** Opening Source material block **
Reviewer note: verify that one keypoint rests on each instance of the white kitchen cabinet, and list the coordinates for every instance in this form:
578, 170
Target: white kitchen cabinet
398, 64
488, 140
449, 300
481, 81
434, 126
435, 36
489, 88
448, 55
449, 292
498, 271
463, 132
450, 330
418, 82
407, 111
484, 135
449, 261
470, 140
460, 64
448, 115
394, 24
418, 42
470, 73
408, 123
** Closing Source material block **
Work required: Go through the records and output them all, word for word.

Written response:
Reviewer note: verify that one keypoint rests on each instance of the white kitchen cabinet, and list the coordinates for every instance in this form:
578, 170
Target: white kitchen cabinet
398, 64
488, 140
449, 300
481, 81
434, 126
435, 36
489, 88
448, 55
449, 292
498, 271
463, 132
450, 330
418, 82
407, 111
484, 135
449, 261
470, 140
460, 64
448, 115
394, 24
418, 42
470, 73
408, 123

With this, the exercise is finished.